Working from the records below, repeat exactly the lines starting at the line that contains "Target: grassy hill" and ending at the line that contains "Target: stamen", inclusive.

========================================================================

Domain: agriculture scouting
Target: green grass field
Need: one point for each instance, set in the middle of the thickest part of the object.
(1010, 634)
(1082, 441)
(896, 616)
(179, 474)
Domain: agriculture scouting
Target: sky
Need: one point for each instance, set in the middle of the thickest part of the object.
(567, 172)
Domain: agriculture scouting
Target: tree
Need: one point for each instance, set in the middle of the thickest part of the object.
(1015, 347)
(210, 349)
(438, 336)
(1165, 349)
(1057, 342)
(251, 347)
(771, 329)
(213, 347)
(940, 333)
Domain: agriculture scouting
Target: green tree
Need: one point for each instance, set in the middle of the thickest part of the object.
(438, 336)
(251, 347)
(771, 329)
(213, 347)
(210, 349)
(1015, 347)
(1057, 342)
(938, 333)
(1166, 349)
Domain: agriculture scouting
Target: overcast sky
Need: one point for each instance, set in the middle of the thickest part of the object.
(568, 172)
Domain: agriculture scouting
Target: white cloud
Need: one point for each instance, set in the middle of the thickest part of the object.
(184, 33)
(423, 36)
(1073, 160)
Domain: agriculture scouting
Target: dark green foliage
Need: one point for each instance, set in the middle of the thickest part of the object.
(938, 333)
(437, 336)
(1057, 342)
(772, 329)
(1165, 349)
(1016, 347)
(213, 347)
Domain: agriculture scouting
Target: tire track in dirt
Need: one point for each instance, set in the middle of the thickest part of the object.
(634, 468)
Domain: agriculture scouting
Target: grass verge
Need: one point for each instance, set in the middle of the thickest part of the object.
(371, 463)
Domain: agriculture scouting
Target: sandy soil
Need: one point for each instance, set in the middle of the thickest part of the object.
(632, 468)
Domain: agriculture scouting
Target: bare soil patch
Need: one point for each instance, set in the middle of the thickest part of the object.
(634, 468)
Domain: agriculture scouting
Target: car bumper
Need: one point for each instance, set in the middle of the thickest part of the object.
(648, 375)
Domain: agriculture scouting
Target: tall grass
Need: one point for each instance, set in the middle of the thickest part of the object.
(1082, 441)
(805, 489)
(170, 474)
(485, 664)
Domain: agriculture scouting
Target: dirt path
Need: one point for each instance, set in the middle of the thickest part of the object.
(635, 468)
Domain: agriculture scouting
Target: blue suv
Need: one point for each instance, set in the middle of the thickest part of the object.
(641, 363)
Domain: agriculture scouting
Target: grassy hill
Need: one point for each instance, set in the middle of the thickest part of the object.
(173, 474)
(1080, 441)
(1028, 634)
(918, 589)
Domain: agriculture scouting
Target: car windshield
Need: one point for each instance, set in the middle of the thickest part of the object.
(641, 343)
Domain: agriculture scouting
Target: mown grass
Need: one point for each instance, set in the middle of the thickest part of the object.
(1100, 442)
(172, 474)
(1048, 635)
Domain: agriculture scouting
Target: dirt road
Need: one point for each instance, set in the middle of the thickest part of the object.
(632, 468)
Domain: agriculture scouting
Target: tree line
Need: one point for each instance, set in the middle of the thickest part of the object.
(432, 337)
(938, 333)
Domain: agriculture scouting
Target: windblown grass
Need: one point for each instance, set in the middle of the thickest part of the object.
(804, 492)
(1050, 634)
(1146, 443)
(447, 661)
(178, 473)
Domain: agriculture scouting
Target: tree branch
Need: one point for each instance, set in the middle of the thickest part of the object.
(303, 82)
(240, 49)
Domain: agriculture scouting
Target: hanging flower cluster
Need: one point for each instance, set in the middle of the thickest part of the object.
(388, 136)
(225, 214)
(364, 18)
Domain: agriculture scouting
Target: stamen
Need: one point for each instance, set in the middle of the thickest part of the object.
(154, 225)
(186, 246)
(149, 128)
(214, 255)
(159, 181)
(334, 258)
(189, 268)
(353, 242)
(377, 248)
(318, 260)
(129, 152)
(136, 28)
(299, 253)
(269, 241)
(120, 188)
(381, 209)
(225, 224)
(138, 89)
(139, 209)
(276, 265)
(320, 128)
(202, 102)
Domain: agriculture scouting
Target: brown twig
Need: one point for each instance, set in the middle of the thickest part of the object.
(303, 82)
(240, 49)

========================================================================

**Answer section**
Target: grassy hill
Need: one point for each instance, set in the middle of the thickest part of the object.
(173, 474)
(1080, 441)
(1028, 634)
(918, 589)
Domain: agriculture scouting
Target: car windshield
Need: one point for each instance, set in the middle of the thickest part of the object.
(641, 343)
Domain: agriculture scouting
Target: mown grass
Need: one point for each instance, set in the middle of the thickest part of the object.
(1100, 442)
(172, 474)
(1048, 635)
Domain: agriculture scouting
Target: dirt road
Need: one point for each instance, set in the middle of the thickest part of the object.
(632, 468)
Domain: agriculture scouting
Target: tree line
Need: one point for each instance, set in the middle of the thickest part of the object.
(432, 337)
(938, 333)
Domain: agriculture scouting
Target: windblown grass
Need: one point for each instance, set in the middle of the thickest part of the object.
(804, 492)
(1050, 634)
(1146, 443)
(447, 661)
(178, 473)
Domain: agriculture scouting
Target: tree branch
Need: one point for each instance, set in the middle of the thickest part of the object.
(303, 82)
(240, 49)
Domain: agriculture scouting
Target: hanging flower cluster
Need: one point for each instance, set in the middle of the thickest part of the object.
(388, 136)
(225, 214)
(364, 18)
Domain: agriculture scouting
Target: stamen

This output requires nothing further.